▸ **EXERCISE OBJECTIVE**: Everything in the records except the pictures should come back exactly as written.

▸ **EXERCISE INPUT**:
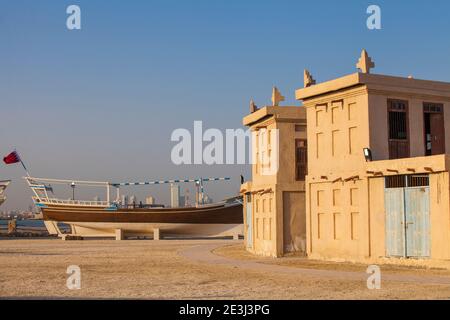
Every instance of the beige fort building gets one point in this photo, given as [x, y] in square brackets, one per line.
[359, 172]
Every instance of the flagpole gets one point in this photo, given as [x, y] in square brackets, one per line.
[23, 165]
[26, 170]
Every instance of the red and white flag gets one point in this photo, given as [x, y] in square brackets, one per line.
[11, 158]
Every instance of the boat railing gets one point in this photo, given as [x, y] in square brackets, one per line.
[87, 203]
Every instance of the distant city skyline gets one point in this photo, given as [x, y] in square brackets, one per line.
[101, 103]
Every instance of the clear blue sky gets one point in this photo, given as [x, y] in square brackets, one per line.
[101, 103]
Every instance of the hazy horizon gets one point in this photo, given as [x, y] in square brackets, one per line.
[101, 103]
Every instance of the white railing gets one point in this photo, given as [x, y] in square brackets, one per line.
[86, 203]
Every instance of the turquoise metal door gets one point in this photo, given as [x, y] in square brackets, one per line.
[249, 220]
[407, 207]
[395, 222]
[417, 210]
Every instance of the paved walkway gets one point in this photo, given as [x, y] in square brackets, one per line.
[203, 254]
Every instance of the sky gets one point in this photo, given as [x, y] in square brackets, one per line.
[101, 103]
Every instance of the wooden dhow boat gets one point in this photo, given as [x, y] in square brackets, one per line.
[3, 185]
[115, 219]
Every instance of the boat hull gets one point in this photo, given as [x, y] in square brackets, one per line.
[212, 221]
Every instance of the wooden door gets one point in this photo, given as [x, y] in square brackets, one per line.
[437, 133]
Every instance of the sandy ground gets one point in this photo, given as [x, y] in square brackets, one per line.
[165, 270]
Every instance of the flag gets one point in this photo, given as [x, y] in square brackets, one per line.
[11, 158]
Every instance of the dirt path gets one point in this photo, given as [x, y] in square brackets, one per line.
[204, 254]
[186, 269]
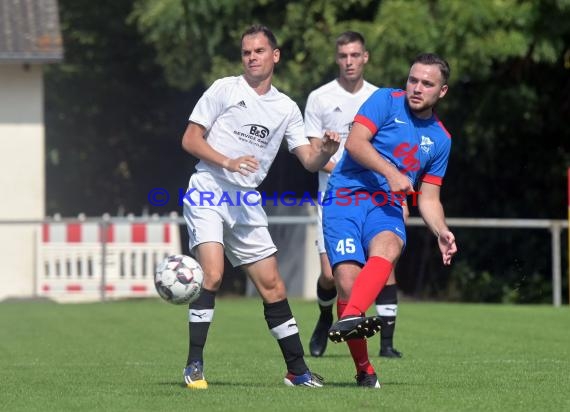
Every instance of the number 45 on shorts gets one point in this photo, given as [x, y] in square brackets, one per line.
[345, 246]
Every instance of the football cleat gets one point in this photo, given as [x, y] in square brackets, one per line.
[309, 379]
[367, 380]
[194, 376]
[319, 338]
[354, 327]
[390, 352]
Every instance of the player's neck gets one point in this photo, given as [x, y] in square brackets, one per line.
[351, 86]
[261, 86]
[423, 114]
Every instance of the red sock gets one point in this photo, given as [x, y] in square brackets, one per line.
[358, 347]
[367, 286]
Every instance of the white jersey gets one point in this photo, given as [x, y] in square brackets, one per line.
[331, 107]
[240, 122]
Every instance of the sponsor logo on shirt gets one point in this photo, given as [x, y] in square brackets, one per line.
[407, 154]
[426, 144]
[255, 134]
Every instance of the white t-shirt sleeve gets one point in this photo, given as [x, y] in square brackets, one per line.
[295, 133]
[313, 119]
[210, 106]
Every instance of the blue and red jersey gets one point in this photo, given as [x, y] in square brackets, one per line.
[419, 148]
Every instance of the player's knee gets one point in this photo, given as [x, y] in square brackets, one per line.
[212, 281]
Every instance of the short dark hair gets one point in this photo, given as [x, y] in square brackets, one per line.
[434, 59]
[259, 28]
[350, 37]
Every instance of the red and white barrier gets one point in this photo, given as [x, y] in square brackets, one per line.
[70, 259]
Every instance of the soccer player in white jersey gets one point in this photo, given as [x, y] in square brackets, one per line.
[333, 107]
[236, 129]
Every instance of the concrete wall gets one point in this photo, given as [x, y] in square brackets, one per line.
[22, 174]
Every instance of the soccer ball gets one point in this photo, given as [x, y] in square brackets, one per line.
[178, 279]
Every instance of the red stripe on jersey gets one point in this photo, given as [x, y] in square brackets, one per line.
[138, 233]
[439, 122]
[74, 232]
[166, 234]
[434, 180]
[365, 121]
[45, 233]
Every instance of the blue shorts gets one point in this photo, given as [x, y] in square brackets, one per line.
[349, 227]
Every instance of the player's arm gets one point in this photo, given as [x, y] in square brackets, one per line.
[360, 149]
[431, 209]
[330, 164]
[194, 143]
[316, 155]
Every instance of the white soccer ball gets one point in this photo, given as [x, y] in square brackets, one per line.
[178, 279]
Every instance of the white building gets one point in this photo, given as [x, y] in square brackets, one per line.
[29, 38]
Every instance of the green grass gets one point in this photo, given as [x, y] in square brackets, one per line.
[129, 355]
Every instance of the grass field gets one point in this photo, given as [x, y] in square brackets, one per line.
[129, 355]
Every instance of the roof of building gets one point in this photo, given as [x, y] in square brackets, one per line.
[29, 31]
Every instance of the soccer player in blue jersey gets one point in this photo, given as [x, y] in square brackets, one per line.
[396, 144]
[333, 106]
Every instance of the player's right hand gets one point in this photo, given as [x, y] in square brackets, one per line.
[399, 183]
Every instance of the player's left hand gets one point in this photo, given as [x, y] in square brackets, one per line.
[330, 142]
[447, 246]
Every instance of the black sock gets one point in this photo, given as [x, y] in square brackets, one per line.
[283, 327]
[326, 299]
[387, 308]
[200, 315]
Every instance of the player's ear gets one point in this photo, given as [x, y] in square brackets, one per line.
[443, 91]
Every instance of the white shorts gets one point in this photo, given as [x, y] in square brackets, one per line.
[215, 211]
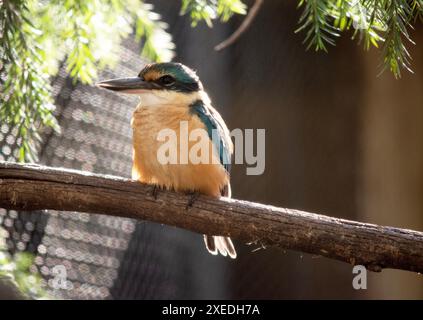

▸ **EXPECTED ANSWER**:
Every instance of the beige fort building gets one point in this photo, given as [x, y] in square brackets, one per line.
[359, 172]
Every instance of the flagpole gets one point in this photo, given as [x, y] in square brackets, one per line.
[23, 165]
[26, 170]
Every instance of the red and white flag gets one point in this photo, given as [x, y] in square brackets, one per line.
[11, 158]
Every instance of the boat railing gets one point in this photo, given as [x, y] in square brackets, one per line.
[87, 203]
Every instance of the distant city skyline gets one point in this photo, given as [x, y] in square brackets, one per line.
[101, 103]
Every instance of the clear blue sky gets one point in this photo, given as [x, y] in square brackets, one per line.
[101, 103]
Every instance of the hazy horizon gets one point in this photo, given as [x, y] in square brackets, one per line.
[101, 103]
Every instance of the white railing gets one point in this photo, given as [x, y] in square brackets, one per line.
[86, 203]
Every instance of the turquoise metal door gets one point in this photo, given as [x, y] in square brackets, one per line.
[249, 220]
[407, 207]
[395, 222]
[417, 210]
Every instance of the paved walkway gets one point in this photo, given as [x, y] in square brackets, one per line.
[203, 254]
Every instance of the sky gets one point in this photo, given as [x, y] in square brackets, one per line.
[101, 103]
Every instance of the wooden dhow boat gets one point in this photo, given as [x, y] in square brackets, one per line.
[3, 185]
[115, 219]
Every instance of the boat hull gets one point in this photo, given as [x, y] in square brackets, one per line.
[212, 221]
Every instance of the wooden door gets one point in this photo, given as [x, y] in square brackets, one per line.
[437, 133]
Every instance of the sandy ground gets one point in this photo, given as [x, y] in square brackets, one per line.
[165, 270]
Every instance of the flag gets one point in this photo, given as [x, y] in square brackets, one per line.
[11, 158]
Every instance of the dirt path gets one point in this photo, given as [x, y] in square brackets, one per line.
[204, 254]
[186, 269]
Every instance of the number 45 on shorts gets one point in this photo, given as [x, y] in square brackets, one per line.
[345, 246]
Every instance of the football cleat gets one point in this photo, given as [x, y] in square brackets, one per line.
[309, 379]
[367, 380]
[194, 376]
[319, 338]
[354, 327]
[390, 352]
Every instance of the player's neck gets one point in this photo, given as [x, y] in square brackets, one per line.
[351, 86]
[261, 86]
[423, 114]
Every instance of the red sock gets one point in this photo, given as [x, y] in square brackets, one per line.
[358, 347]
[367, 286]
Every instance of the white jersey gets one point in this photo, given as [x, y] in square brackets, one per line.
[331, 107]
[240, 122]
Every instance of the sponsor logo on shirt gets one point in this photo, given as [x, y] in square brackets, one per line.
[407, 154]
[426, 144]
[255, 134]
Every instance of the white t-shirt sleeve gets one point in this photo, given as [x, y] in square brackets, one per line.
[295, 133]
[313, 119]
[210, 106]
Every instance of the blue and red jersey gets one point in this photo, given as [x, y] in square brackets, one per line.
[419, 148]
Every instance of the player's knee gets one point in this photo, given as [x, y] in square brackets, one per line.
[212, 281]
Every instance of the short dark hair gets one point in this photo, given as [x, y] in square brackets, one per line.
[434, 59]
[259, 28]
[350, 37]
Every instance of the red and white barrier gets one point in this photo, given as [x, y] in square brackets, one per line.
[70, 259]
Every instance of the soccer player in white jersey gets one point in this photo, given as [x, y] in square brackets, one per line.
[333, 107]
[236, 129]
Every instance of the concrete wall gets one point in this photo, given as [x, y] in square brackets, one per line.
[22, 174]
Every instance of the soccer ball gets one point in this photo, given as [x, y] in square brackets, one per line.
[178, 279]
Every instance of the red stripe on jersey gets one point in this photo, given as [x, y] in square brackets, one per line.
[138, 233]
[439, 122]
[74, 232]
[166, 234]
[434, 180]
[365, 121]
[45, 233]
Every instance of the blue shorts gets one point in this photo, given as [x, y] in square brackets, one per line.
[349, 227]
Every instance of the player's arm gets one point in this photo, given as [x, y] in square brackets, one per line.
[360, 149]
[431, 209]
[330, 164]
[194, 143]
[316, 155]
Every instance of the white soccer ball gets one point in this photo, given as [x, y] in square brackets, one per line.
[178, 279]
Every instance of the white building gets one point in this photo, given as [x, y] in square brackets, one per line.
[29, 38]
Every instance of the green grass gets one point in this photo, given as [x, y] in square brackets, one per line.
[129, 355]
Every instance of the grass field gets one point in this photo, given as [x, y] in square brackets, one per line.
[129, 355]
Every instance of the roof of building gets one point in this photo, given as [x, y] in square brackets, one per line.
[29, 31]
Every instance of the soccer player in blue jersey gets one point in this photo, given as [x, y] in square brackets, one per line.
[396, 144]
[333, 106]
Every instance of the player's right hand gets one point in this photo, given as [x, y] in square brackets, one per line.
[399, 183]
Every instance of the player's left hand gets one point in this photo, given as [x, y] in square brackets, one per line.
[330, 142]
[447, 246]
Every instance of the black sock gets one point in this photo, given as [x, y] in square brackets, one per line.
[283, 327]
[326, 299]
[387, 308]
[200, 315]
Every instance of the player's ear gets one point in this photo, given as [x, y] in square brackets, one per line.
[443, 91]
Every instance of the white shorts gets one point in this photo, given as [x, y] in square brackets, one per line.
[215, 211]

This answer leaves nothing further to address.